Material supplied –
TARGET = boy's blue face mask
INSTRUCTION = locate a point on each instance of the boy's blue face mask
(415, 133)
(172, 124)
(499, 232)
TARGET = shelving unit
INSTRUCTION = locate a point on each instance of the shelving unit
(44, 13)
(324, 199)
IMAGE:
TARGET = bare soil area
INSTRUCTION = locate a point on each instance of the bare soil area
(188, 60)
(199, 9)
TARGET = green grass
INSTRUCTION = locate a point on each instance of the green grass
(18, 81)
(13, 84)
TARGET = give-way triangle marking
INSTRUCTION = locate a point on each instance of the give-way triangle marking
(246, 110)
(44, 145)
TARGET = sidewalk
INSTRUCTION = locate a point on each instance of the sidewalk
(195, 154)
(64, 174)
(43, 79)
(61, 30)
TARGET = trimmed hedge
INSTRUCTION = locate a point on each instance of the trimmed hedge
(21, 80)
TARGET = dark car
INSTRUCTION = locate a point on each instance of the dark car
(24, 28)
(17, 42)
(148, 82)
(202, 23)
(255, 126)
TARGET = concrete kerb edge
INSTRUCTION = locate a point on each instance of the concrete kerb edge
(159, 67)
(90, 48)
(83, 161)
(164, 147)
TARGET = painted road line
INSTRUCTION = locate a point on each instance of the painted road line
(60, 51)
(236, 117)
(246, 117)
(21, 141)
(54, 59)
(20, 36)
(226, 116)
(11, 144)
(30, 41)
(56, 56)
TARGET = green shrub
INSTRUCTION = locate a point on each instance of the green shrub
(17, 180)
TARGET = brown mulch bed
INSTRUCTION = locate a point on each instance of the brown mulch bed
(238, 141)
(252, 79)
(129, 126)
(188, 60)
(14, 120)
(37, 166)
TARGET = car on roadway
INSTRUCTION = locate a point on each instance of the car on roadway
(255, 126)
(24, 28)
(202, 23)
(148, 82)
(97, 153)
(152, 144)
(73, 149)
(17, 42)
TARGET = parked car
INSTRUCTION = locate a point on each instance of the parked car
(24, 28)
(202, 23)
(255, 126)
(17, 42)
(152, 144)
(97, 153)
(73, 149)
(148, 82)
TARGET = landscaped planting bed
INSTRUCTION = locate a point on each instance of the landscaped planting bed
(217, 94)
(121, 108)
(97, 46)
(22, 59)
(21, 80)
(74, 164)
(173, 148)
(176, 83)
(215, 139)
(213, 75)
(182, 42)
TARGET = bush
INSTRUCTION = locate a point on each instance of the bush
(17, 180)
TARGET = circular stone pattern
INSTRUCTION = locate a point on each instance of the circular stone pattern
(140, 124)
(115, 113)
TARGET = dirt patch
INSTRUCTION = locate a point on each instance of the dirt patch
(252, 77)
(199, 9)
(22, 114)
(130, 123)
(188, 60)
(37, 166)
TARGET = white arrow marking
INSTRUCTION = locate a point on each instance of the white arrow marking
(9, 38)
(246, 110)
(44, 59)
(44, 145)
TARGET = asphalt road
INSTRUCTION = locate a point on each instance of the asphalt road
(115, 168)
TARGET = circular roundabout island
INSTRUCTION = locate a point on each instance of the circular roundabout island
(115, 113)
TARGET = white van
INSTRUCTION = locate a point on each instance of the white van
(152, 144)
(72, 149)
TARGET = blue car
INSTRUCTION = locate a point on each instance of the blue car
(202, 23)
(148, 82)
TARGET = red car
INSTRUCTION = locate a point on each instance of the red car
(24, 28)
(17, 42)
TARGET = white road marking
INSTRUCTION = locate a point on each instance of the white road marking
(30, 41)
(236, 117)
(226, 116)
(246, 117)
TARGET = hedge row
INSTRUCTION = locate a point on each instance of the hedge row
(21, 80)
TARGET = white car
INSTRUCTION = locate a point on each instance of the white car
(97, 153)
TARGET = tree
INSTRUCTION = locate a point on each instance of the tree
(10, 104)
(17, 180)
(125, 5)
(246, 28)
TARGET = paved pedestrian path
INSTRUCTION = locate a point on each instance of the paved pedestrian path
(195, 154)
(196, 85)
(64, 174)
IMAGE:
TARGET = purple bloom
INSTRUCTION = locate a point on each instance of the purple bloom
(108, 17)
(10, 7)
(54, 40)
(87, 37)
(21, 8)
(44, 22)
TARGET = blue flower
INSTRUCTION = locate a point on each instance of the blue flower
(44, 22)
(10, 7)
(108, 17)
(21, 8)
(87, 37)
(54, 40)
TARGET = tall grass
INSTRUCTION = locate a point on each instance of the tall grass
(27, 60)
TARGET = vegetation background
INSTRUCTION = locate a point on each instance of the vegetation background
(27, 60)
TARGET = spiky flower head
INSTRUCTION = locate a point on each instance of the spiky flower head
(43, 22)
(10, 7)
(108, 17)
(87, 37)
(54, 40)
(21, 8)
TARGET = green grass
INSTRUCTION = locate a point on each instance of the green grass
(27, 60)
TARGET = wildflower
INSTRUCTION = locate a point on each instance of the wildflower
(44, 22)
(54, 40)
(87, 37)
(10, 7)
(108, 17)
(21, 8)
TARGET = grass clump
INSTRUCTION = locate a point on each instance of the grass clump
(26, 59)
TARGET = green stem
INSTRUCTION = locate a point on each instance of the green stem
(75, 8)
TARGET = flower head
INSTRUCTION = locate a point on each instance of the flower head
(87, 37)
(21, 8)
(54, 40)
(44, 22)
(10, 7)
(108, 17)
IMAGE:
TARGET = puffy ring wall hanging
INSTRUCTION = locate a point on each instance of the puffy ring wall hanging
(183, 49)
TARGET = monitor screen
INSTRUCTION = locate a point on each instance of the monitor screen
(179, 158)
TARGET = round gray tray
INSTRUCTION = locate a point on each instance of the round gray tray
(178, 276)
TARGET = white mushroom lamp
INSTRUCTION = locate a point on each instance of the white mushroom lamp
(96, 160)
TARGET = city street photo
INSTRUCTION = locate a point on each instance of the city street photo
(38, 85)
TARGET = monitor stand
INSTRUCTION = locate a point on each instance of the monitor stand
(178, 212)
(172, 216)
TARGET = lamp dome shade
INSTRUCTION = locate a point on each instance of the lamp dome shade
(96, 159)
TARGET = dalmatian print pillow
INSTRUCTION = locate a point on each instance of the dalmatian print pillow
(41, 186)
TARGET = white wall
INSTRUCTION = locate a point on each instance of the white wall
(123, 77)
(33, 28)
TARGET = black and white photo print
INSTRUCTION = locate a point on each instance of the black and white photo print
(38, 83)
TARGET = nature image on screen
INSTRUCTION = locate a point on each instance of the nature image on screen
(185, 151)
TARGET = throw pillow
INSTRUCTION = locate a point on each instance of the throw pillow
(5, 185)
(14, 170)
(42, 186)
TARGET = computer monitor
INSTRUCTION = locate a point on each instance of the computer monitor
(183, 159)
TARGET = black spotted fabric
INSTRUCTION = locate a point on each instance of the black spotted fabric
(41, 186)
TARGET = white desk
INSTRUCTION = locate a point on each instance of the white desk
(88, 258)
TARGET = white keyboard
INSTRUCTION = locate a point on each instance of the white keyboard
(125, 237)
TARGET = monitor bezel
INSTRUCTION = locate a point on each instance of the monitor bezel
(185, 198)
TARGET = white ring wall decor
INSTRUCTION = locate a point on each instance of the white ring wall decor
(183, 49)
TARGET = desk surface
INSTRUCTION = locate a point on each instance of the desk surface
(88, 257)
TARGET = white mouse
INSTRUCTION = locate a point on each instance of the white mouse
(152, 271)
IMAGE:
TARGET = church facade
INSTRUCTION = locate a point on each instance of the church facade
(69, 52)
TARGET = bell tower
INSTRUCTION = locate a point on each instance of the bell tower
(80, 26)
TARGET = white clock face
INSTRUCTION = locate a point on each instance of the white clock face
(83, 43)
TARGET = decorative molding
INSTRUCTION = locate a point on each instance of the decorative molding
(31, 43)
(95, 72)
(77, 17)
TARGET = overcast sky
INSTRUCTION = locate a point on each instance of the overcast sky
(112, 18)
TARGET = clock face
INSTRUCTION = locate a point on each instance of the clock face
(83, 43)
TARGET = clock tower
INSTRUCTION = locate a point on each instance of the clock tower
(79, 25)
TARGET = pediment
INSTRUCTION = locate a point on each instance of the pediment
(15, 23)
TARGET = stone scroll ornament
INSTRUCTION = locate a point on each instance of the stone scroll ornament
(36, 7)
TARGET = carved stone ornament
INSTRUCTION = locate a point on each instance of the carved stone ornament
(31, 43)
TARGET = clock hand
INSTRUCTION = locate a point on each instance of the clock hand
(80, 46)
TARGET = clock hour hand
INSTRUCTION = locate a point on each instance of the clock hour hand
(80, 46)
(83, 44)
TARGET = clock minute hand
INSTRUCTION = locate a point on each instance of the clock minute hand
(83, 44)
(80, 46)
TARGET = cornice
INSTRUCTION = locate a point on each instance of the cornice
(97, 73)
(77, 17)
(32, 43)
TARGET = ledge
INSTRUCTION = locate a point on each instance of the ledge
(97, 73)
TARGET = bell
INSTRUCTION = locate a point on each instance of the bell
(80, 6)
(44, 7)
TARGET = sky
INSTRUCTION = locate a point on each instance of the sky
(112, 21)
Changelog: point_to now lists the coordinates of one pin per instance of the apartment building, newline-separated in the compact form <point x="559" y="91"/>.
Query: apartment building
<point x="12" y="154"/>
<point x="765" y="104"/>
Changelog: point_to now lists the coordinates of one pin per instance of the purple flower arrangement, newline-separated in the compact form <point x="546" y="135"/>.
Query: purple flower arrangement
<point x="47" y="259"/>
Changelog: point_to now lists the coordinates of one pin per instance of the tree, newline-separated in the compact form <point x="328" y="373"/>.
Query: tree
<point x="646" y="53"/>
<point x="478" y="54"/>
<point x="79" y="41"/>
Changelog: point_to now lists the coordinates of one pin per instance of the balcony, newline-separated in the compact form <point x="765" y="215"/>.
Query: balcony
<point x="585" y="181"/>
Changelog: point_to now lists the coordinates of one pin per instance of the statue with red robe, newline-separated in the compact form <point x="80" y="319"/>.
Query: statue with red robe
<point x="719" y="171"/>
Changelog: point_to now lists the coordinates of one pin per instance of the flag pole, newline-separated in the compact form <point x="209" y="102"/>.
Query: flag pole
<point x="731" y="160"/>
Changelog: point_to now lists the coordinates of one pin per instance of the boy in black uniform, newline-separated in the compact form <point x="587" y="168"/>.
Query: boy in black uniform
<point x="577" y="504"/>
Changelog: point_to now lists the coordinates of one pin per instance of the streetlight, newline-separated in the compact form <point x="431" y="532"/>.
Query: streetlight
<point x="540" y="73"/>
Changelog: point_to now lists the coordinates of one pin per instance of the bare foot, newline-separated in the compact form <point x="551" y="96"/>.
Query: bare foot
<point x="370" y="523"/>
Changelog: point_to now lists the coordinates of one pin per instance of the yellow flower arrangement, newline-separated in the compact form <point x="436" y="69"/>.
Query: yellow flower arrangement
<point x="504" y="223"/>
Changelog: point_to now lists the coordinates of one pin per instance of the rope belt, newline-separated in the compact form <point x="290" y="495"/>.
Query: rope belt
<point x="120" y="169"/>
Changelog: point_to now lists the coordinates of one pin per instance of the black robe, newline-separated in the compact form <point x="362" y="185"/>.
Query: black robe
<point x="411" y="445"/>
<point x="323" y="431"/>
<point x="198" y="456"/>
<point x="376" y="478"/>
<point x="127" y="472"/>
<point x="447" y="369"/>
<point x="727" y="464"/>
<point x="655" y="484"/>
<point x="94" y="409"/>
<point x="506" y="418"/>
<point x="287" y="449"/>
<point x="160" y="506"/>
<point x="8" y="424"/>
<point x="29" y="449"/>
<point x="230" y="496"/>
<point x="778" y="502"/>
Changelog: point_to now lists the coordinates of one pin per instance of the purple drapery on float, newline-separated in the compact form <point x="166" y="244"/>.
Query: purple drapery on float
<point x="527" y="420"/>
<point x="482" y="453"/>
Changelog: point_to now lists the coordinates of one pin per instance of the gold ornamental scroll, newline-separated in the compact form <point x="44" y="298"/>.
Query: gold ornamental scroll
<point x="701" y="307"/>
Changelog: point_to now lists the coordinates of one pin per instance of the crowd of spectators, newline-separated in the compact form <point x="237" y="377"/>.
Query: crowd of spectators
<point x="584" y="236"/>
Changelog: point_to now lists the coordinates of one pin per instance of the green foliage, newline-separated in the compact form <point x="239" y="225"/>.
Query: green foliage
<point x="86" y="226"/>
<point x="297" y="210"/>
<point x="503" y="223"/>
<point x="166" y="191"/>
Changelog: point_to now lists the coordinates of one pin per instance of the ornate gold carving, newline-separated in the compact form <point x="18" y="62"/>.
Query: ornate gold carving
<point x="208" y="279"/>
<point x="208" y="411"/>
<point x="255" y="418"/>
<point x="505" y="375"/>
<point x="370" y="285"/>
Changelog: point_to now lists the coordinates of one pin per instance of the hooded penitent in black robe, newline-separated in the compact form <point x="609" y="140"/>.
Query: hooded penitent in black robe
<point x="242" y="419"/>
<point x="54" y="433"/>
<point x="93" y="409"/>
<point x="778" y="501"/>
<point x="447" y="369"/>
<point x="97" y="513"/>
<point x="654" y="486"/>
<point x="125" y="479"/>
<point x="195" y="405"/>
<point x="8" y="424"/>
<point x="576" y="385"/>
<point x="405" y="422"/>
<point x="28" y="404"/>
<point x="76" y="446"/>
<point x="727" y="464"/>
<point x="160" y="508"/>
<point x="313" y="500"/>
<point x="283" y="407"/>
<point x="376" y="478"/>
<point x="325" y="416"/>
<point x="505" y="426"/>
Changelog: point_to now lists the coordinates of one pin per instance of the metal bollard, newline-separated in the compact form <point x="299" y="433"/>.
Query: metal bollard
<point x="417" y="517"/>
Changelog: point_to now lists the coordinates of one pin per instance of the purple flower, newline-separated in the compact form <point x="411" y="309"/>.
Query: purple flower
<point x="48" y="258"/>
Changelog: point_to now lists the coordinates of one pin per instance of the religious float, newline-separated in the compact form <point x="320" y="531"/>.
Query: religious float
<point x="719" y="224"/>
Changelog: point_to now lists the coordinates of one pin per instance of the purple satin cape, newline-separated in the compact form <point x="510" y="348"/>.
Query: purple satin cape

Problem statement – Reproduce the lines word for word, from the first line that contains "purple flower, newline-separated" through the last line of the page, including both.

Exercise output –
Changelog: point_to now lists the coordinates of one pin per instance of the purple flower, newline-separated in the compact form <point x="411" y="309"/>.
Query: purple flower
<point x="48" y="258"/>
Changelog: point_to now lists the coordinates of one pin per instance of the religious float, newline-separated in the compact form <point x="320" y="531"/>.
Query: religious float
<point x="719" y="224"/>
Changelog: point_to now lists the coordinates of one pin per instance of the purple satin cape, newline-separated in the compact form <point x="510" y="348"/>.
Query: purple satin cape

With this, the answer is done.